◆ Your task
Copy the stretch from the line containing "Which region of this screenshot contains the carport?" through the end of the data, putting "second-floor window" in place of "upper floor window" and changing nothing else. Leave the pictures out of your copy.

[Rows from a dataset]
++++

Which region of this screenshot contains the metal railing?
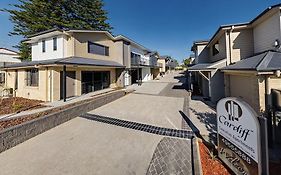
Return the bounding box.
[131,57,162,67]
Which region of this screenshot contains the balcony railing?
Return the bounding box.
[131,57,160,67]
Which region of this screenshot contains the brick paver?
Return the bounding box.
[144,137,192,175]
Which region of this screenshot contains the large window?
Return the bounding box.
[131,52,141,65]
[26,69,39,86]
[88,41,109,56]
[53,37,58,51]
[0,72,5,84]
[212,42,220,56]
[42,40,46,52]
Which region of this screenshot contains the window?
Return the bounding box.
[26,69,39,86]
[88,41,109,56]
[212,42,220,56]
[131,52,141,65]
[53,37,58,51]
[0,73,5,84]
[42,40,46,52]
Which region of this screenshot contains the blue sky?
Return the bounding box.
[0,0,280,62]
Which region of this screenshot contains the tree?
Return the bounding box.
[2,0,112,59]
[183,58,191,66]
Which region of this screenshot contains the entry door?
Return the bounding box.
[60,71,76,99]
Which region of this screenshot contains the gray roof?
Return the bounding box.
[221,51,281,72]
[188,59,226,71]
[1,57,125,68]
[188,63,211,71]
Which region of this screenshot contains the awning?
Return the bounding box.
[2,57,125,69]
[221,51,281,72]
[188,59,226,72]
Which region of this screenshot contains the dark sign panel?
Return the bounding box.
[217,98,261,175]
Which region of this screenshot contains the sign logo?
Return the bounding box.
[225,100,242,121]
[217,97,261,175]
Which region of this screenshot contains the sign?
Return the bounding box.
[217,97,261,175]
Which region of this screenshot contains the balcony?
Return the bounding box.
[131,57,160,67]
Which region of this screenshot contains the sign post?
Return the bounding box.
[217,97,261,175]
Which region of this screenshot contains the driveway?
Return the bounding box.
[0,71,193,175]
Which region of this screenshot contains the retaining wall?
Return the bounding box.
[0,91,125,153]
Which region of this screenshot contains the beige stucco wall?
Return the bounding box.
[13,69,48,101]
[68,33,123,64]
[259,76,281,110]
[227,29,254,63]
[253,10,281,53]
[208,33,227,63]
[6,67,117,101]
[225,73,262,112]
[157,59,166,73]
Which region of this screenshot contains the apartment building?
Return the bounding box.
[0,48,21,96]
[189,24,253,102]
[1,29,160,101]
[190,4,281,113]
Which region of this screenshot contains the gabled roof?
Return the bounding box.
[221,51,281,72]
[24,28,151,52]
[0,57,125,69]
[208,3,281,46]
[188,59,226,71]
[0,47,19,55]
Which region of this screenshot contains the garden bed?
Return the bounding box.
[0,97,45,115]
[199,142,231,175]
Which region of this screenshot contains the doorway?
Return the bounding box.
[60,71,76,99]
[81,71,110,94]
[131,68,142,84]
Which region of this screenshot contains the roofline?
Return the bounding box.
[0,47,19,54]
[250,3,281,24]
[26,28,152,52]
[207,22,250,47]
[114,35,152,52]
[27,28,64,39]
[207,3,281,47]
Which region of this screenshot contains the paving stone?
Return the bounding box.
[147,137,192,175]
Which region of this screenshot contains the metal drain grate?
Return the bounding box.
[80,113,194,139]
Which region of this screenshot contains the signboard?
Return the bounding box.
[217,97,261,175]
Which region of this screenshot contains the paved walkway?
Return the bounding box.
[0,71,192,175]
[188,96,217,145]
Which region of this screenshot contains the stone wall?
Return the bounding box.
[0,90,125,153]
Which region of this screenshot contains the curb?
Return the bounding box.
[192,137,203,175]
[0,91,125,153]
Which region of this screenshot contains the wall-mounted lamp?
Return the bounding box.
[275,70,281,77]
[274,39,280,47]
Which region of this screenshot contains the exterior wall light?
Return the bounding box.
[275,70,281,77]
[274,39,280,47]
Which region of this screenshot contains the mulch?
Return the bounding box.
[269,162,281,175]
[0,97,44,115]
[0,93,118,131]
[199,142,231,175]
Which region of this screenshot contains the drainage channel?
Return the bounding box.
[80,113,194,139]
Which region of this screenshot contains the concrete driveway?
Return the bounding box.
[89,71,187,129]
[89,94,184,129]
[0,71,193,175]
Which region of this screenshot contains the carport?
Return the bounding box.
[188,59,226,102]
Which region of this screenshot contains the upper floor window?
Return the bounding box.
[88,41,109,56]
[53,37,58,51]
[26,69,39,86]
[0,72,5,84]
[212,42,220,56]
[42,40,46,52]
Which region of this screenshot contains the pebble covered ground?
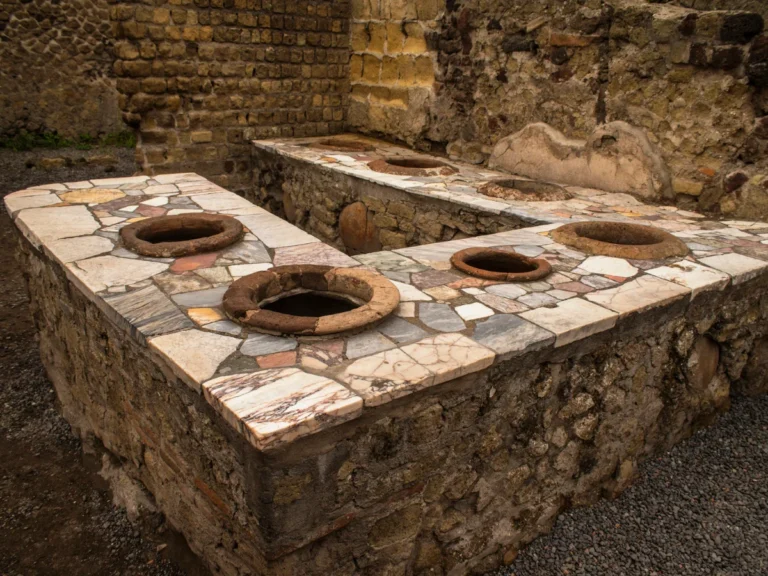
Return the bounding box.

++++

◆ Task answer
Which region of this screenshot contains the carport?
Return the bounding box.
[188,59,226,102]
Which region of this screenshot contains the second-floor window?
Return the bounding box.
[88,41,109,56]
[53,37,58,51]
[26,69,39,86]
[0,72,5,84]
[212,42,220,56]
[42,40,46,52]
Which region of this screenshot contains the pebble covered ground?
Return the bounding box.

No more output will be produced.